TASK INSTRUCTIONS ▸ Count the lines in the items below that contain the string "aircraft". Give only the number.

Raw records
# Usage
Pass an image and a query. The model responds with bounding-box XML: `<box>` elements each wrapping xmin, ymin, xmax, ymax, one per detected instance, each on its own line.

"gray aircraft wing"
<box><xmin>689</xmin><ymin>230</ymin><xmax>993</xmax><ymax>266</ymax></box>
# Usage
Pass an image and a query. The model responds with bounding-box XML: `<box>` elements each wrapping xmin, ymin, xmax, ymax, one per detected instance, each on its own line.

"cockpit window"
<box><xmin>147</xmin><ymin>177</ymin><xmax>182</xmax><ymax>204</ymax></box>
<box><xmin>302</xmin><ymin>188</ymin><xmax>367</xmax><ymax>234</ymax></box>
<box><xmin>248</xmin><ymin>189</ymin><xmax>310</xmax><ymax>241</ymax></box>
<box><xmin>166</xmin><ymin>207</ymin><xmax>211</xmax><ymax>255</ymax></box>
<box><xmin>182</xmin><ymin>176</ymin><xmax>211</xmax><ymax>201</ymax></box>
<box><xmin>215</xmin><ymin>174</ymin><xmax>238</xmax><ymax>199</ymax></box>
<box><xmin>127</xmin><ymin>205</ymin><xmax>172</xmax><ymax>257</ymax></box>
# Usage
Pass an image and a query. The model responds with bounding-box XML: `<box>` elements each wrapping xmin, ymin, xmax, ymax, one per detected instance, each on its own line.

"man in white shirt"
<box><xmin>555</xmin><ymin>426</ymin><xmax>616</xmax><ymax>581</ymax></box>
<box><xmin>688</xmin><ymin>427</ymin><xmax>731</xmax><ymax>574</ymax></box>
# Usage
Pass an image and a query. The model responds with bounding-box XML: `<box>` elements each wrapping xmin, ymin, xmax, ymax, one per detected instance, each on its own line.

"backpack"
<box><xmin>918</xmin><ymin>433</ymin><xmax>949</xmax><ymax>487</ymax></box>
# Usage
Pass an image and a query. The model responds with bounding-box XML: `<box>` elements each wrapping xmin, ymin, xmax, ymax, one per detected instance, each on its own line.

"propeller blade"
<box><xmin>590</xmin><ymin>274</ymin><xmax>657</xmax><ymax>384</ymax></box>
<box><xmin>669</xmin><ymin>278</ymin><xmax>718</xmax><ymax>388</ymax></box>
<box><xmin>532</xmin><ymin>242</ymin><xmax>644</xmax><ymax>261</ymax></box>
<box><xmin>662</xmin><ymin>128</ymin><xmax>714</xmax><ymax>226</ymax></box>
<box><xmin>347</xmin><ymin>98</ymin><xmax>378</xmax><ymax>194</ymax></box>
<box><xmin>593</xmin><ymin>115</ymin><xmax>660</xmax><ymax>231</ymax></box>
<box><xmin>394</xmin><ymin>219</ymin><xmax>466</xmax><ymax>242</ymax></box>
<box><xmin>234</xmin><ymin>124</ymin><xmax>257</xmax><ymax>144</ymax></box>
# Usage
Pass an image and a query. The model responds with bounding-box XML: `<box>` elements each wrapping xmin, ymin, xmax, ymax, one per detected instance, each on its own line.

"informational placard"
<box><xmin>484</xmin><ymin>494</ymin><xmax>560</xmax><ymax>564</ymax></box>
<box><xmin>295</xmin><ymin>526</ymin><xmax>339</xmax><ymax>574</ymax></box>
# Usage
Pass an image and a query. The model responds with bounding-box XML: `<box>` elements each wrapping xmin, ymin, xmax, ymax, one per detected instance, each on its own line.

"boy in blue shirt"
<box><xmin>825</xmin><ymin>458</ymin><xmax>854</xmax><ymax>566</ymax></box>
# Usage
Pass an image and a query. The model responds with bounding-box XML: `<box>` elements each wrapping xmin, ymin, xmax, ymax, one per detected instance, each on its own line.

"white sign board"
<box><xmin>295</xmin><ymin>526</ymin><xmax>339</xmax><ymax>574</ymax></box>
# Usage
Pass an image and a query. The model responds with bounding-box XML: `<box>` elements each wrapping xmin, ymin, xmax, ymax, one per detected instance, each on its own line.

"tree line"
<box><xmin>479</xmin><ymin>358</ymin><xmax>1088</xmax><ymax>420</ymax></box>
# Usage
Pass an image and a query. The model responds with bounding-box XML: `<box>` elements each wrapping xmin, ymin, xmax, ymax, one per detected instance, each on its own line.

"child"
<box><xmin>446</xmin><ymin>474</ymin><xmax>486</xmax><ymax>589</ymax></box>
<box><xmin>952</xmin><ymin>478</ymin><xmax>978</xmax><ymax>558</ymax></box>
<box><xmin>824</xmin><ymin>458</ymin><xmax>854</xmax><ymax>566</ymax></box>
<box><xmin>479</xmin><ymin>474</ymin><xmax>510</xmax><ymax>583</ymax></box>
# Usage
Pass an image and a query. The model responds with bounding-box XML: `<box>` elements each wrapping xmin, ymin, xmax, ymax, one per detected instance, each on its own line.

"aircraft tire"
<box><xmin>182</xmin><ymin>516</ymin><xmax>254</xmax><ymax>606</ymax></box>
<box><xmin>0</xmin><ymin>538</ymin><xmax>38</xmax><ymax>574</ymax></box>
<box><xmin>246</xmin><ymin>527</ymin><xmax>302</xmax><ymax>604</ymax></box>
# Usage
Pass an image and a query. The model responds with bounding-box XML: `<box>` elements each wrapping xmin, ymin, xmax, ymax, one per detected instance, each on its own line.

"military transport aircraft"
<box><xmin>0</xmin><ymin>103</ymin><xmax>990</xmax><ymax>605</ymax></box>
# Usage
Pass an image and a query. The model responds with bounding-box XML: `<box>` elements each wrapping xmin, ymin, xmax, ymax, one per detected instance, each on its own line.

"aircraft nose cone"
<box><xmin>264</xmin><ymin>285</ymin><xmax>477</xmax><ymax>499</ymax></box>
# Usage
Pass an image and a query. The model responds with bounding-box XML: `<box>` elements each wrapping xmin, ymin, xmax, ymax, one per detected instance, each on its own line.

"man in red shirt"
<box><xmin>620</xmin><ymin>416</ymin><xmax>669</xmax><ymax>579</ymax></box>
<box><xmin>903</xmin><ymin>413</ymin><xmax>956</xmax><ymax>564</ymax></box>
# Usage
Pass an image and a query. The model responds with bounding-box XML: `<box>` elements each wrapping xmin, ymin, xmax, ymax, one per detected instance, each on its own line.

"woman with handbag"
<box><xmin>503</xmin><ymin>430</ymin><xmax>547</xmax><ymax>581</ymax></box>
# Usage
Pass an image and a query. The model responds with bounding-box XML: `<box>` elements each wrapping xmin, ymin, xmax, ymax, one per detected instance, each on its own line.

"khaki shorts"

FINAL RESULT ▸ 4